(Data for processing begins)
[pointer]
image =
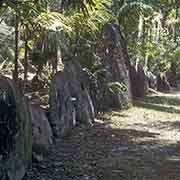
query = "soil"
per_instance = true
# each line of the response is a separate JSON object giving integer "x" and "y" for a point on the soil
{"x": 141, "y": 143}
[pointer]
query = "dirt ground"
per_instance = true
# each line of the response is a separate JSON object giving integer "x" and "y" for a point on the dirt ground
{"x": 142, "y": 143}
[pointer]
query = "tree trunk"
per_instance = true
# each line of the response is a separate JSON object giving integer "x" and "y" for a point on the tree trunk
{"x": 15, "y": 73}
{"x": 25, "y": 63}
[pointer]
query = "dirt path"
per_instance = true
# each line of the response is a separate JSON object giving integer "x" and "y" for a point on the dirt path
{"x": 141, "y": 143}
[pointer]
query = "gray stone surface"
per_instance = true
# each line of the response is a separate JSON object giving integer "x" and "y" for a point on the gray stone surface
{"x": 17, "y": 148}
{"x": 69, "y": 99}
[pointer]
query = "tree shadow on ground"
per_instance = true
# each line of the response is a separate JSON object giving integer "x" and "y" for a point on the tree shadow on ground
{"x": 165, "y": 100}
{"x": 157, "y": 107}
{"x": 169, "y": 124}
{"x": 104, "y": 153}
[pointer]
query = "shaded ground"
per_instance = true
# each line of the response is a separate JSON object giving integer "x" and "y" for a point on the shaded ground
{"x": 139, "y": 144}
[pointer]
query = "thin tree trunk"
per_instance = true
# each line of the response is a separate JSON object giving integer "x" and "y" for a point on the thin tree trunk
{"x": 25, "y": 63}
{"x": 15, "y": 73}
{"x": 175, "y": 26}
{"x": 139, "y": 38}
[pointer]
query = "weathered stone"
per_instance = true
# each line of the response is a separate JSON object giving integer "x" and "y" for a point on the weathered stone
{"x": 152, "y": 80}
{"x": 172, "y": 75}
{"x": 115, "y": 64}
{"x": 15, "y": 132}
{"x": 139, "y": 81}
{"x": 69, "y": 99}
{"x": 42, "y": 136}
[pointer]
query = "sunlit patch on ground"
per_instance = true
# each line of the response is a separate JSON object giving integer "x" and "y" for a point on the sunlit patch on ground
{"x": 141, "y": 143}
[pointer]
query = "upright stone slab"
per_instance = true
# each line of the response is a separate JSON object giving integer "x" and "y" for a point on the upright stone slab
{"x": 115, "y": 62}
{"x": 69, "y": 99}
{"x": 15, "y": 132}
{"x": 139, "y": 81}
{"x": 42, "y": 136}
{"x": 162, "y": 83}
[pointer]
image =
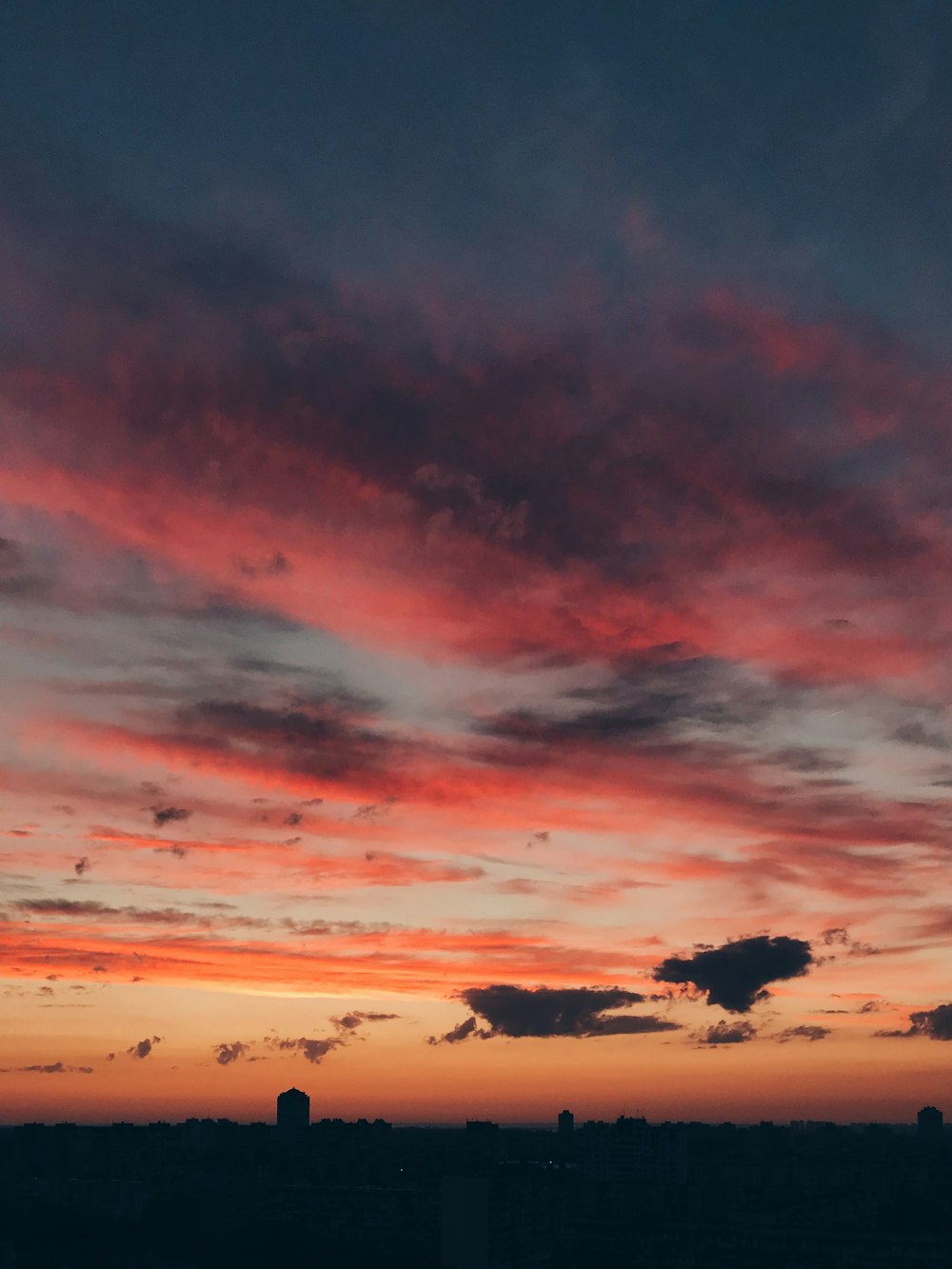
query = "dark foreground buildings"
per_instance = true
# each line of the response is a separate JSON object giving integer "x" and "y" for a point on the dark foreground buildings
{"x": 293, "y": 1109}
{"x": 676, "y": 1196}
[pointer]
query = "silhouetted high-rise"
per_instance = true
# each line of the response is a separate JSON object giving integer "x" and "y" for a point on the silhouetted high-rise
{"x": 293, "y": 1109}
{"x": 929, "y": 1122}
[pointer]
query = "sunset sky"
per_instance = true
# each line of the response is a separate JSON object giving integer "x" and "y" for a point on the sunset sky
{"x": 475, "y": 548}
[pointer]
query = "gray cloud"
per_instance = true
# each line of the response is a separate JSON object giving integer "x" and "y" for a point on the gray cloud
{"x": 734, "y": 975}
{"x": 144, "y": 1047}
{"x": 727, "y": 1033}
{"x": 550, "y": 1012}
{"x": 803, "y": 1032}
{"x": 929, "y": 1023}
{"x": 228, "y": 1054}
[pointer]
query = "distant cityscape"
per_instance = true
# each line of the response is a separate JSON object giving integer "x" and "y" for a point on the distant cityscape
{"x": 482, "y": 1196}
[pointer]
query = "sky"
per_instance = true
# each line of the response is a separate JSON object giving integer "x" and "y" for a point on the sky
{"x": 475, "y": 526}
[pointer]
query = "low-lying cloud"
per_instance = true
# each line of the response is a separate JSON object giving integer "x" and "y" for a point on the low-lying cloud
{"x": 548, "y": 1012}
{"x": 735, "y": 975}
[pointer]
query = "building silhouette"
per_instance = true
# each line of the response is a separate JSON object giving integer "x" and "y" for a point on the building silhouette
{"x": 293, "y": 1109}
{"x": 929, "y": 1122}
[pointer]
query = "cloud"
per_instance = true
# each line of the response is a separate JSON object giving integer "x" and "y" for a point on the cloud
{"x": 463, "y": 1031}
{"x": 350, "y": 1021}
{"x": 228, "y": 1054}
{"x": 371, "y": 811}
{"x": 312, "y": 1050}
{"x": 803, "y": 1032}
{"x": 727, "y": 1033}
{"x": 735, "y": 975}
{"x": 144, "y": 1047}
{"x": 579, "y": 1012}
{"x": 163, "y": 815}
{"x": 929, "y": 1023}
{"x": 48, "y": 1069}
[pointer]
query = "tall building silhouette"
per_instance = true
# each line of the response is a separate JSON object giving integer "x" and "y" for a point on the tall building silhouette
{"x": 929, "y": 1122}
{"x": 293, "y": 1109}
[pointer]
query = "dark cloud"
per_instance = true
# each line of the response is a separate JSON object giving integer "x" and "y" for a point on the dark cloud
{"x": 803, "y": 1032}
{"x": 228, "y": 1054}
{"x": 375, "y": 810}
{"x": 464, "y": 1031}
{"x": 269, "y": 566}
{"x": 94, "y": 910}
{"x": 735, "y": 975}
{"x": 653, "y": 698}
{"x": 144, "y": 1047}
{"x": 841, "y": 937}
{"x": 163, "y": 815}
{"x": 579, "y": 1012}
{"x": 312, "y": 1050}
{"x": 921, "y": 735}
{"x": 327, "y": 735}
{"x": 929, "y": 1023}
{"x": 727, "y": 1033}
{"x": 48, "y": 1069}
{"x": 350, "y": 1021}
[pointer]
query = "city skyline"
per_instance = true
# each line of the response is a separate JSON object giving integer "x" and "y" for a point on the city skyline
{"x": 474, "y": 560}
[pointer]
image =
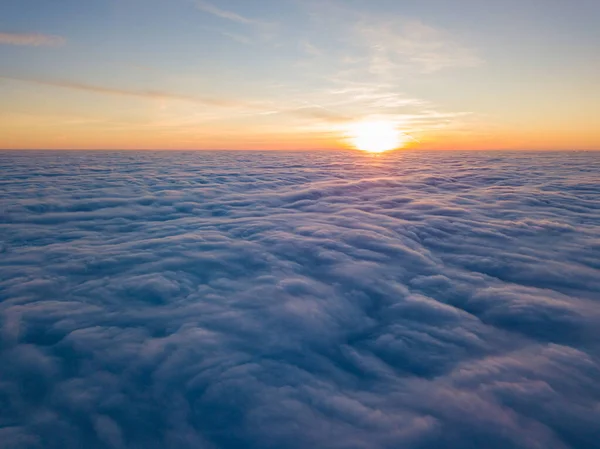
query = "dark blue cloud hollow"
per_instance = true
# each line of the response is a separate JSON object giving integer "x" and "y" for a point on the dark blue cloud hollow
{"x": 294, "y": 300}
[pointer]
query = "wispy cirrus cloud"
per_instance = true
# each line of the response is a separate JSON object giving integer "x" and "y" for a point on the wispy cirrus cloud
{"x": 31, "y": 39}
{"x": 141, "y": 93}
{"x": 413, "y": 45}
{"x": 225, "y": 14}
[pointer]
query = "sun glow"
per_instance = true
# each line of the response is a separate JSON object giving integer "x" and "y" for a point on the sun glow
{"x": 376, "y": 137}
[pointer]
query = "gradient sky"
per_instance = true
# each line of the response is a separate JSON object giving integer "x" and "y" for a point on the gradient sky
{"x": 298, "y": 74}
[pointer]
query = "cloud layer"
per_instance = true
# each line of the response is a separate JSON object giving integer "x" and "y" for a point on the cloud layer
{"x": 293, "y": 300}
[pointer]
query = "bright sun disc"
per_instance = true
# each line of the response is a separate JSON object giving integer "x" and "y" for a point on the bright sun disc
{"x": 376, "y": 137}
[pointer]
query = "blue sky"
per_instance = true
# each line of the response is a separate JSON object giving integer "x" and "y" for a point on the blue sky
{"x": 476, "y": 72}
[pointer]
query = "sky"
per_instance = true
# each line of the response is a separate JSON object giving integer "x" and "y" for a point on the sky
{"x": 298, "y": 74}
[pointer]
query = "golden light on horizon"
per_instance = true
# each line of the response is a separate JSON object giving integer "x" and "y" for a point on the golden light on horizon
{"x": 376, "y": 136}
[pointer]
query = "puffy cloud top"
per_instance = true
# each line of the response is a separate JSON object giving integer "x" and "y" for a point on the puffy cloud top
{"x": 294, "y": 300}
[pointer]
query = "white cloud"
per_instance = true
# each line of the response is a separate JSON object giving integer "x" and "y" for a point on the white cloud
{"x": 223, "y": 299}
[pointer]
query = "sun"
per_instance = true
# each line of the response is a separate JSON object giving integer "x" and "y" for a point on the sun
{"x": 376, "y": 137}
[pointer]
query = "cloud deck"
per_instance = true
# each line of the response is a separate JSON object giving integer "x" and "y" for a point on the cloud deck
{"x": 293, "y": 300}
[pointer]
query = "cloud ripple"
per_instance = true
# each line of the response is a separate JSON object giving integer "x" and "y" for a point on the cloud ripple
{"x": 293, "y": 300}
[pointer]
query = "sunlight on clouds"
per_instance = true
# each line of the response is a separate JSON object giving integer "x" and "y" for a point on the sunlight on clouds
{"x": 376, "y": 136}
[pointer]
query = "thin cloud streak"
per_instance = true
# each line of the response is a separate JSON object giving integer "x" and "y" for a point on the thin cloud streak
{"x": 31, "y": 39}
{"x": 224, "y": 14}
{"x": 147, "y": 94}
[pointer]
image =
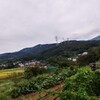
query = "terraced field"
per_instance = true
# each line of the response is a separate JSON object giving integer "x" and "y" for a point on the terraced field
{"x": 8, "y": 73}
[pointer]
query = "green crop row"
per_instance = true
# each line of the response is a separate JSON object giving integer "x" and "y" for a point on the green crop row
{"x": 42, "y": 82}
{"x": 84, "y": 85}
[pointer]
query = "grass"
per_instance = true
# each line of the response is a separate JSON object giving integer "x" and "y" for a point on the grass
{"x": 6, "y": 81}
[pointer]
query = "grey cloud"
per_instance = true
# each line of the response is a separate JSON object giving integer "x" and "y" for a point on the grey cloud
{"x": 29, "y": 22}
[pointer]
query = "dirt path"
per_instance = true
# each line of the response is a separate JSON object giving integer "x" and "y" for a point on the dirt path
{"x": 42, "y": 95}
(Data for processing ends)
▸ To do:
Please retype only the lines from the line that holds "the white cloud" through the end of the records, exactly as they stand, and drop every picture.

▸ Written response:
# each line of the response is a separate JSON object giving integer "x" and "y" for a point on the white cloud
{"x": 223, "y": 299}
[pointer]
query = "sun"
per_instance = true
# each line of the response is a separate JSON object giving integer "x" and "y" for a point on the sun
{"x": 376, "y": 137}
[pointer]
query = "cloud deck"
per_instance = true
# each line of the response is a separate JSON object giving integer "x" and "y" for a point on the cloud deck
{"x": 293, "y": 300}
[pointer]
query = "cloud ripple"
per_instance = true
# each line of the response is a separate JSON object giving integer "x" and "y" for a point on the cloud ripple
{"x": 293, "y": 300}
[pointer]
query = "sunlight on clouds"
per_instance = true
# each line of the response is a separate JSON object giving integer "x" and "y" for a point on the sunlight on clouds
{"x": 376, "y": 136}
[pointer]
query = "thin cloud streak"
per_instance = true
# each line of the response is a separate JSON object giving integer "x" and "y" for a point on the thin cloud streak
{"x": 31, "y": 39}
{"x": 224, "y": 14}
{"x": 147, "y": 94}
[pointer]
image =
query = "terraced field"
per_instance = true
# each line of the response is a separate JSON object giving integer "x" and "y" for a point on the terraced field
{"x": 8, "y": 73}
[pointer]
query = "green crop row"
per_instance = true
# each line of the response is a separate JSON object giving integer "x" and "y" for a point on the green crop row
{"x": 42, "y": 82}
{"x": 84, "y": 85}
[pointer]
query = "grass"
per_instance = true
# each line of the response is a separate JSON object giving integer "x" and "y" for a point on the grass
{"x": 6, "y": 81}
[pointer]
query = "grey cloud"
per_instance = true
# each line of the response is a separate JSON object giving integer "x" and "y" for a point on the grey cloud
{"x": 29, "y": 22}
[pointer]
query = "dirt path"
per_instance = true
# each line of the response is a separate JSON object giving integer "x" and "y" for a point on the dirt path
{"x": 42, "y": 95}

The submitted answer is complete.